(Source data)
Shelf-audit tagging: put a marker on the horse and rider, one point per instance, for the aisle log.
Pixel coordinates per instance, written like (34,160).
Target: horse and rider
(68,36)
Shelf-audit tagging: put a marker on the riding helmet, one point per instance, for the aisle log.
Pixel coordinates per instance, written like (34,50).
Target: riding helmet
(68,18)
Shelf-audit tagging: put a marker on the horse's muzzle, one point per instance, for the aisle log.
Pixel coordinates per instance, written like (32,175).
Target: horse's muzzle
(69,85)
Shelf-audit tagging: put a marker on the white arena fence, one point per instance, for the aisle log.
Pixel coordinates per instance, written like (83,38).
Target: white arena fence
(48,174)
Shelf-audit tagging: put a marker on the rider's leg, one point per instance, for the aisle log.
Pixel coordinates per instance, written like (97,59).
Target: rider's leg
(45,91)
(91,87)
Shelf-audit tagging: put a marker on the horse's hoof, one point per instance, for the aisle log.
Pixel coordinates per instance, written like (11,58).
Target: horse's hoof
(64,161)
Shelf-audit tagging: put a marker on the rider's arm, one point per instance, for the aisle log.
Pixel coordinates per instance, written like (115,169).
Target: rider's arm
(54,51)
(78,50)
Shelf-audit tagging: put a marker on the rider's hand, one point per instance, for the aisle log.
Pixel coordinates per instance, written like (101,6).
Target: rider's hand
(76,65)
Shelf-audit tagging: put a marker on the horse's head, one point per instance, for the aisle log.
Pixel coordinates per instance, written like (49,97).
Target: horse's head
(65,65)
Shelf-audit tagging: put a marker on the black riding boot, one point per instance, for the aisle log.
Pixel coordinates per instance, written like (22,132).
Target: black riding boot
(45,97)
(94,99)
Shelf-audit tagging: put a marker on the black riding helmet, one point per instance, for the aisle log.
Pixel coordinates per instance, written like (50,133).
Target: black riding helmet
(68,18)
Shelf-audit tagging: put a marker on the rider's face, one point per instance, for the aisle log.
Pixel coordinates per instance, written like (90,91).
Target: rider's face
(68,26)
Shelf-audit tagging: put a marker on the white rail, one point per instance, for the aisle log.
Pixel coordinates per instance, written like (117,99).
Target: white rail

- [Exercise]: Put every line of the records above into a Markdown table with a Row column for the row number and a Line column for the line itself. Leave out any blank lines.

- [Final result]:
| Row | Line |
|---|---|
| 1 | Shelf-audit tagging: put a marker on the horse and rider, one point per instance, for the aisle log. |
| 2 | Pixel coordinates per instance, written like (34,160). |
| 3 | Target: horse and rider |
| 4 | (68,36) |
| 5 | Shelf-audit tagging: put a marker on the riding helmet, one point per instance, for the aisle log. |
| 6 | Pixel coordinates per instance, written like (34,50). |
| 7 | Target: riding helmet |
| 8 | (68,18) |
| 9 | Shelf-audit tagging: put a marker on the horse's muzzle, one point per instance, for the aisle log. |
| 10 | Pixel coordinates per instance, written like (32,175). |
| 11 | Target: horse's muzzle |
| 12 | (69,85) |
| 13 | Shelf-audit tagging: put a marker on the white arena fence, one point per instance, for the aisle log. |
| 14 | Pixel coordinates per instance, written like (83,38). |
| 15 | Target: white arena fence |
| 16 | (48,174) |
| 17 | Shelf-audit tagging: put a marker on the rider's leg, one point per instance, for the aisle log. |
| 18 | Pixel coordinates per instance, written like (97,59). |
| 19 | Target: rider's leg |
| 20 | (45,91) |
| 21 | (91,87) |
| 22 | Shelf-audit tagging: put a marker on the horse's hoof, one point per instance, for the aisle log. |
| 23 | Pixel coordinates per instance, written like (11,58). |
| 24 | Target: horse's hoof |
| 25 | (64,161) |
| 26 | Shelf-audit tagging: put a marker on the rider's arm, one point per instance, for the aisle log. |
| 27 | Pixel coordinates per instance, written like (115,169). |
| 28 | Target: rider's arm |
| 29 | (54,51) |
| 30 | (78,50) |
| 31 | Shelf-audit tagging: put a marker on the rider's hand, one point per instance, for the aisle log. |
| 32 | Pixel coordinates per instance, written like (101,6). |
| 33 | Target: rider's hand |
| 34 | (76,65) |
| 35 | Shelf-audit tagging: put a marker on the horse's head, one point per instance, for the aisle log. |
| 36 | Pixel coordinates per instance, written like (49,97). |
| 37 | Target: horse's head |
| 38 | (65,65) |
| 39 | Shelf-audit tagging: put a marker on the black riding boot, one point per instance, for the aisle log. |
| 40 | Pixel coordinates per instance, written like (22,132). |
| 41 | Target: black riding boot |
| 42 | (45,97) |
| 43 | (94,99) |
| 44 | Shelf-audit tagging: put a marker on the black riding helmet, one point per instance, for the aisle log. |
| 45 | Pixel coordinates per instance, written like (50,133). |
| 46 | Target: black riding helmet |
| 47 | (68,18) |
| 48 | Shelf-audit tagging: put a marker on the rider's face, one point per instance, for the aisle log. |
| 49 | Pixel coordinates per instance, written like (90,91). |
| 50 | Target: rider's face |
| 51 | (68,26) |
| 52 | Shelf-audit tagging: put a marker on the white rail, one point per instance, for the aisle log. |
| 53 | Pixel coordinates per instance, written like (117,99). |
| 54 | Target: white rail |